Custody hands holding cahs in handcuffs

Private fund managers and investment advisers are well aware of the limits on the custody. The purpose is to keep customer assets safe in the event the investment adviser goes out of business or its malfeasance.

On the broker-dealer side it’s the Customer Protection Rule under Section 15(c)(3) of the Securities Exchange Act and Rule 15c3-3 thereunder. The Customer Protection Rule is designed to protect clients in the event of a broker-dealer failure from a delay in returning a customer’s securities or a shortfall in which customers are not made whole. Rule 15c3-3(e) requires a broker-dealer to maintain a reserve of funds or qualified securities in an account at a bank that is at least equal in value to the net cash owed to customers.

Fortunately, Lehman Brothers was in compliance with the rule in the fall of 2008 so its customers were made whole.

Merrill Lynch was not in compliance with the rule at times between 2009 and 2015. By violating the rule, the firm was able to finance its own trading activities by keeping fewer reserves for customer cash. The SEC dismissed some options trade that it deemed to lack economic substance allowing the firm to artificially reduce the amount of customer cash required in the firm’s reserve accounts.

-- Problems and tasks --
a - Please repeat part of the custody text word for word, beginning at the words that have "Custody hands holding" and stopping after "owed to customers.".
b - Answer these questions from the custody text:
(i) Under which section of the Securities Exchange Act does the Customer Protection Rule fall?
(ii) Which firm was in compliance with the rule in the fall of 2008?
(iii) Between which years was Merrill Lynch at times not in compliance with the rule?

-- Items --
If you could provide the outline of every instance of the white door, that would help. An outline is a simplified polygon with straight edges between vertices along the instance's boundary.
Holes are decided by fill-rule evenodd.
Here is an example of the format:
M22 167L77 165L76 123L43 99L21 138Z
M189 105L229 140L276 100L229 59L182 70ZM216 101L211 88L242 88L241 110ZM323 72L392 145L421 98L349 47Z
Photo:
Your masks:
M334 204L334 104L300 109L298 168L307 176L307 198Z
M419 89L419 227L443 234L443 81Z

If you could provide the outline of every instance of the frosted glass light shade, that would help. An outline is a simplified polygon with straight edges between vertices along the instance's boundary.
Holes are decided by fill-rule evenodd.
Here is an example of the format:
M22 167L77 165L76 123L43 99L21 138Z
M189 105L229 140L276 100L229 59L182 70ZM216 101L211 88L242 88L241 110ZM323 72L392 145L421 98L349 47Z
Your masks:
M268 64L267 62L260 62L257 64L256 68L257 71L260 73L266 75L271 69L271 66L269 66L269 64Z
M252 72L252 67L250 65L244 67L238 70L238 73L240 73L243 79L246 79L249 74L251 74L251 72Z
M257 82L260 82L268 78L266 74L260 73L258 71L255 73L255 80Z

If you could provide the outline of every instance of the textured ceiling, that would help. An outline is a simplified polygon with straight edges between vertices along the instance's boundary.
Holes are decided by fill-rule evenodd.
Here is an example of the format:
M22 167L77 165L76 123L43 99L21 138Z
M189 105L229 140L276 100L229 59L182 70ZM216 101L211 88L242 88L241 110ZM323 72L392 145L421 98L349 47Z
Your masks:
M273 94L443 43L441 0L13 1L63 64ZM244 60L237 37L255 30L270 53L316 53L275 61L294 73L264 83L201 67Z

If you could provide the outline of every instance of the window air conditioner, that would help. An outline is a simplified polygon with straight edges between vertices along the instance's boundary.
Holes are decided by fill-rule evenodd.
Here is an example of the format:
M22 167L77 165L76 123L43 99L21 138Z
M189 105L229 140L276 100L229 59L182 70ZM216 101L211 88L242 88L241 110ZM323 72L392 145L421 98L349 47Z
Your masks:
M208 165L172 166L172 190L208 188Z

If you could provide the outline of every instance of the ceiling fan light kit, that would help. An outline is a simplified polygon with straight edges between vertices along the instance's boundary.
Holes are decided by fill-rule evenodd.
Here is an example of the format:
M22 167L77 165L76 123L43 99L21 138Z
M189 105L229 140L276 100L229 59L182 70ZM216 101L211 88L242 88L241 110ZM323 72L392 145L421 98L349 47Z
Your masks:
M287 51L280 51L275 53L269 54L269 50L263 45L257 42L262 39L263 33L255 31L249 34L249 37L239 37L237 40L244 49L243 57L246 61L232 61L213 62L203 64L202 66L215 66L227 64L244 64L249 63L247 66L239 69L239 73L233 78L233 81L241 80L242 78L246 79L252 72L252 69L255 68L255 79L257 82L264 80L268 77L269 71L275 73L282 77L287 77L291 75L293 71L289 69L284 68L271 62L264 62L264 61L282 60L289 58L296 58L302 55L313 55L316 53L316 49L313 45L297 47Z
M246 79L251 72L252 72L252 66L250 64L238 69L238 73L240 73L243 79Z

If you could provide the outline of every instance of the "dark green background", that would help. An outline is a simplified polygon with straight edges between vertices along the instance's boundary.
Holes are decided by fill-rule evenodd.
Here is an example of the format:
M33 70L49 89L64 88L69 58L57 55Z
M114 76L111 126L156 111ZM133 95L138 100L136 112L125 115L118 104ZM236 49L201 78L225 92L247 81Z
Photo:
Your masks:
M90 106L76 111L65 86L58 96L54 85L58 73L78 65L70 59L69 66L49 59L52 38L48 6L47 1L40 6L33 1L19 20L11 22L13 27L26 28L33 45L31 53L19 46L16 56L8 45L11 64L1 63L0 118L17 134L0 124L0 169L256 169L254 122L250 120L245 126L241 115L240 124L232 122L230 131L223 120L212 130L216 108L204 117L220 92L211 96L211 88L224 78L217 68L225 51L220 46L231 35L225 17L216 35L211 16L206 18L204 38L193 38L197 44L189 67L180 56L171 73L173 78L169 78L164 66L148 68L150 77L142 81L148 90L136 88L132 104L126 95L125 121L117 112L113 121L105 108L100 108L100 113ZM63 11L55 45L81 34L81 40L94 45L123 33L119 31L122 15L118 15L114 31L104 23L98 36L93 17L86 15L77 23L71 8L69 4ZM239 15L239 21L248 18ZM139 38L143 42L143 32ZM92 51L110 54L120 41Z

-- Responses in order --
a -
Custody hands holding cahs in handcuffs

Private fund managers and investment advisers are well aware of the limits on the custody. The purpose is to keep customer assets safe in the event the investment adviser goes out of business or its malfeasance.

On the broker-dealer side it’s the Customer Protection Rule under Section 15(c)(3) of the Securities Exchange Act and Rule 15c3-3 thereunder. The Customer Protection Rule is designed to protect clients in the event of a broker-dealer failure from a delay in returning a customer’s securities or a shortfall in which customers are not made whole. Rule 15c3-3(e) requires a broker-dealer to maintain a reserve of funds or qualified securities in an account at a bank that is at least equal in value to the net cash owed to customers.

b -
(i) Section 15(c)(3)
(ii) Lehman Brothers
(iii) Between 2009 and 2015